··· Given passage ···

The arena offers four main concession stands as well as multiple food carts and seat vendors. The IceDogs also run a retail store inside the Meridian Centre. The arena offers basic concession fare but also has other menu items not typically found including jalapeño sausages, macaroni and cheese and fresh salads. Beer including craft beers and local wines can be found throughout the concourse. The arena also has the IceDogs store which is the main retail store for the IceDogs and sells all fan gear.

==Sports==
The primary tenant at the Meridian Centre is the Niagara IceDogs of the Ontario Hockey League. The Niagara IceDogs won their first game at the Meridian Centre on October 16, 2014, against the Belleville Bulls by a score of 7–4 in front of a sellout crowd of 5,300, the largest attendance in franchise history. This record was later broken when standing room tickets were sold during the 2015–16 playoffs with an attendance of 5,580.

From 2014-2016, the Meridian Centre hosted the Niagara Lock Monsters of the short lived Canadian Lacrosse League. They won a championship in their inaugural season.

In 2015, the Meridian Centre welcomed a secondary tenant in the Niagara River Lions of the National Basketball League of Canada. The addition of the River Lions basketball court also allows for important Brock University men's and women's basketball games to be relocated to the larger venue of the Meridian Centre. The River Lions joined the Canadian Elite Basketball League in 2018.

···

Required actions
1. Summarize the Meridian Centre passage in two sentences.
2. According to the Meridian Centre passage, what attendance figure set the new record during the 2015–16 playoffs?
3. Resume the Meridian Centre passage from its last sentence.

··· Entries shown ···

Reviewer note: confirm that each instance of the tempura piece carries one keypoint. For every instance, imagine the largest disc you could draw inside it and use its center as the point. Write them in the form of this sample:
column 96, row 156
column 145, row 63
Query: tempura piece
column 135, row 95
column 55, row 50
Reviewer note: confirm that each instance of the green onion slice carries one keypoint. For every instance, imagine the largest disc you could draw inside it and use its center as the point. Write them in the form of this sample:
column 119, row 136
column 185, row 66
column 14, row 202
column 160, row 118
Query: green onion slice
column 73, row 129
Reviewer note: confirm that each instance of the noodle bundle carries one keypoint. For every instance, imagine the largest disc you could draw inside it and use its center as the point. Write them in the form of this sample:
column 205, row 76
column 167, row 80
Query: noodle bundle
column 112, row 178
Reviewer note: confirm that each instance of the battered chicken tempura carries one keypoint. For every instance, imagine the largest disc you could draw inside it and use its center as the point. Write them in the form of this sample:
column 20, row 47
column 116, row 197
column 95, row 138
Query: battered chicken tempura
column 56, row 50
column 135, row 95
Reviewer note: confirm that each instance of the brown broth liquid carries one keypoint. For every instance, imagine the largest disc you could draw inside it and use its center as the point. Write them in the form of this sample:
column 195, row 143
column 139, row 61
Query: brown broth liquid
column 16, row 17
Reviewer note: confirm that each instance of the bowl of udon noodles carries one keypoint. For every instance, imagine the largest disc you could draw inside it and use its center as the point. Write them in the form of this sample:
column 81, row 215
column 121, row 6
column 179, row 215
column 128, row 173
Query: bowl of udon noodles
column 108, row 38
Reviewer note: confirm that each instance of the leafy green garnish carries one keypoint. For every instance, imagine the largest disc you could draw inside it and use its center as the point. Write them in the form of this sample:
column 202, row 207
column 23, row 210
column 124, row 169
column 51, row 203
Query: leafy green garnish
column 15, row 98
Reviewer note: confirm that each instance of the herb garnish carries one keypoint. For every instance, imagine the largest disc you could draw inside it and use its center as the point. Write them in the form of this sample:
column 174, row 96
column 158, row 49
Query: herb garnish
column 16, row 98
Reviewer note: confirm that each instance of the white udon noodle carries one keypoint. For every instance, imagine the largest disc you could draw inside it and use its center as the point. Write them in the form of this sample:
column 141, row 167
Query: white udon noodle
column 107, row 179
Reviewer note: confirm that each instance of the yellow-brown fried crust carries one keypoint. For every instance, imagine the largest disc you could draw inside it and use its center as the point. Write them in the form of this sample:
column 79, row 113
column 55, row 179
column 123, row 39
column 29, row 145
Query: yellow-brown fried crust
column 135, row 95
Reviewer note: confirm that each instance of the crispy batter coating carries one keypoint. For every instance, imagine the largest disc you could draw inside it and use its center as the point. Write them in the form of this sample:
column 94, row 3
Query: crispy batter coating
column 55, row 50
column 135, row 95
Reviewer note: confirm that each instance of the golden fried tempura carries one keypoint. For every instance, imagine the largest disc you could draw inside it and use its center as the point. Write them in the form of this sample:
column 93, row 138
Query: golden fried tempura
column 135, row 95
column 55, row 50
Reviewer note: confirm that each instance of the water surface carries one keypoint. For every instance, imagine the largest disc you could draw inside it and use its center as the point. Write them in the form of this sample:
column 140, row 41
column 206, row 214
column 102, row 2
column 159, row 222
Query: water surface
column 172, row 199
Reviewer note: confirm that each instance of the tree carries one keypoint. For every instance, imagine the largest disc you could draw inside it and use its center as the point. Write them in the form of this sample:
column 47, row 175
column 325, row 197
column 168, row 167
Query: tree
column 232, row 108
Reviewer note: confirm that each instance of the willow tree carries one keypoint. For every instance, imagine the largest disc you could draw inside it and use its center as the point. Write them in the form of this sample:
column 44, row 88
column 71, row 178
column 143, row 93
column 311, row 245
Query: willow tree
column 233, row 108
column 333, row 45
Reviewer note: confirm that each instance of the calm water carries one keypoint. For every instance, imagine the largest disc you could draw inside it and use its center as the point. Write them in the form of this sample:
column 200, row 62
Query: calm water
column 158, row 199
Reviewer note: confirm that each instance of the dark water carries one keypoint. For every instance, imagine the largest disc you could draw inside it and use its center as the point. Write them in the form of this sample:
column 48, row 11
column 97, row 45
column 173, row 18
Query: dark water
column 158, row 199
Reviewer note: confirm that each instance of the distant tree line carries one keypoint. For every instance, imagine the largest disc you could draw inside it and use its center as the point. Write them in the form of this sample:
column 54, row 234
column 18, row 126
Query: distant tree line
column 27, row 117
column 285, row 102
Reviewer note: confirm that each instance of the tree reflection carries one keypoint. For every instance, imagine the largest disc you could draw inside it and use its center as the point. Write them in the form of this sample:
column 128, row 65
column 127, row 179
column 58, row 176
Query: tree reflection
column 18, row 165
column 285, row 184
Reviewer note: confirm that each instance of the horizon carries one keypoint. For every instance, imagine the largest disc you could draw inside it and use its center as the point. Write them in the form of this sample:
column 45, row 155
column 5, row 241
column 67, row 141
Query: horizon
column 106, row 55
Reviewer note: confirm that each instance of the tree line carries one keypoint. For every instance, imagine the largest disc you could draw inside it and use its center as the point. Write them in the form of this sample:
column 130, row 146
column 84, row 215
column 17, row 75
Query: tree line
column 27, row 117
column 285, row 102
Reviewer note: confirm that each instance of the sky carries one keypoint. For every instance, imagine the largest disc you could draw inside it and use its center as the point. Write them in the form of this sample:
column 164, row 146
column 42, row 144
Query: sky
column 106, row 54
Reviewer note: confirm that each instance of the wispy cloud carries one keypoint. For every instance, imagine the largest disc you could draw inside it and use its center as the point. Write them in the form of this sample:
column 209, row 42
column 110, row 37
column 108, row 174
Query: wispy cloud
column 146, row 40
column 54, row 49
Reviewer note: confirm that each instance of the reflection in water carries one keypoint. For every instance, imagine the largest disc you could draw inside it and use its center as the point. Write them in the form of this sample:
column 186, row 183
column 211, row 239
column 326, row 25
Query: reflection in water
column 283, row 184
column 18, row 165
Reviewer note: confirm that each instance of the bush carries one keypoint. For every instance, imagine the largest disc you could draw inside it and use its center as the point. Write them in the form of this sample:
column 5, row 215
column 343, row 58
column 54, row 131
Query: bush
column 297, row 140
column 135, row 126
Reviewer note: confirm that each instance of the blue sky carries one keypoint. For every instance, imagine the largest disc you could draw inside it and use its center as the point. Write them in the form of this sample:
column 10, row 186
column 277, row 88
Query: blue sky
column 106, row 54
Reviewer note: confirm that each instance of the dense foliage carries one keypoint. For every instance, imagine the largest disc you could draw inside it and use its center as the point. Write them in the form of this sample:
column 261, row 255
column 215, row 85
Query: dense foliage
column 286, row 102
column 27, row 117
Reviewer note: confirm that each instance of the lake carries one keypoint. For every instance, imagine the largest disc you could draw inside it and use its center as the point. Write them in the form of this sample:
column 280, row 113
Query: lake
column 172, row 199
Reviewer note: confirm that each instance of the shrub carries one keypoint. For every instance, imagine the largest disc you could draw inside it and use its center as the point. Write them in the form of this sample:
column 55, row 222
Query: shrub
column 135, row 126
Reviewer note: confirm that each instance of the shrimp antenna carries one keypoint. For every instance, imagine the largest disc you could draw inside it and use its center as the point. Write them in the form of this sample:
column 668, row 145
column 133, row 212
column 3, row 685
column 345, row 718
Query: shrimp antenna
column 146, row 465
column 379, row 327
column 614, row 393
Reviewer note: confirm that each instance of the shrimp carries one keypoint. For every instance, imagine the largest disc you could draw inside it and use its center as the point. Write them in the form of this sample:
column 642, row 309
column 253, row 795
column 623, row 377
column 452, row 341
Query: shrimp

···

Per-task outputs
1. The Meridian Centre offers four main concession stands, food carts, and seat vendors selling basic fare and less common items, along with beer, local wines, and the IceDogs retail store. Its primary tenant is the Niagara IceDogs of the Ontario Hockey League, and it has also hosted the Niagara Lock Monsters of the Canadian Lacrosse League and the Niagara River Lions basketball team.

2. 5,580

3.
The Meridian Centre hosted the 2016 IIHF World Women's U18 Championship in January 2016. The final, a 3–2 overtime victory for the United States over Canada, resulted in the largest hockey crowd in arena history at 5,516. Overall, the total tournament attendance of 34,523 surpassed the previous record of 16,855.

On September 29, 2016, the Meridian Centre hosted a pre-season exhibition game between the Toronto Maple Leafs and the Buffalo Sabres of the National Hockey League. After regulation and overtime, the game remained scoreless. Matt Moulson would ultimately give the Sabres the 1-0 shoot-out win.

The Meridian Centre hosted the 2017 Scotties Tournament of Hearts, the annual Canadian women's curling championship, between February 16 and 26, 2017. Team Ontario, led by Rachel Homan, defeated Team Manitoba in the final by a score of 8–6. The overall attendance throughout the tournament was 56, 804.

In June 2018, the Meridian Centre hosted the 2018 FIBA Under-18 Americas Championship.

In 2020, St Catharines and the Meridian Centre hosted the 2020 CEBL Bubble. The tournament took place at the venue with teams quarantining at city hotels. The Edmonton Stingers were named the champions at the end of the tournament.

The arena will host the 2025 Minto Cup box lacrosse championships.

==Concerts and other events==
The arena is used for Brock University's annual Steel Blade Classic and Paint the Meridian Red nights.

On October 21, 2014, St. Catharines' native band City and Colour performed as the headline act for the centre's grand opening. The arena has also hosted such acts as John Mellencamp, The Tragically Hip, Chris De Burgh, Blue Rodeo, Tim Hicks, Old Dominion, Elton John, Daniel O' Donnell, Metric, Johnny Reid, The Glorious Sons, Hedley, Sum 41, NLE Choppa, Ice Cube, Arkells, Death Cab For Cutie, Barenaked Ladies, The Offspring, Simple Plan, Swae Lee, Randy Bachman, The Doobie Brothers, Burton Cummings & Jann Arden, Our Lady Peace, Collective Soul, WinterSleep.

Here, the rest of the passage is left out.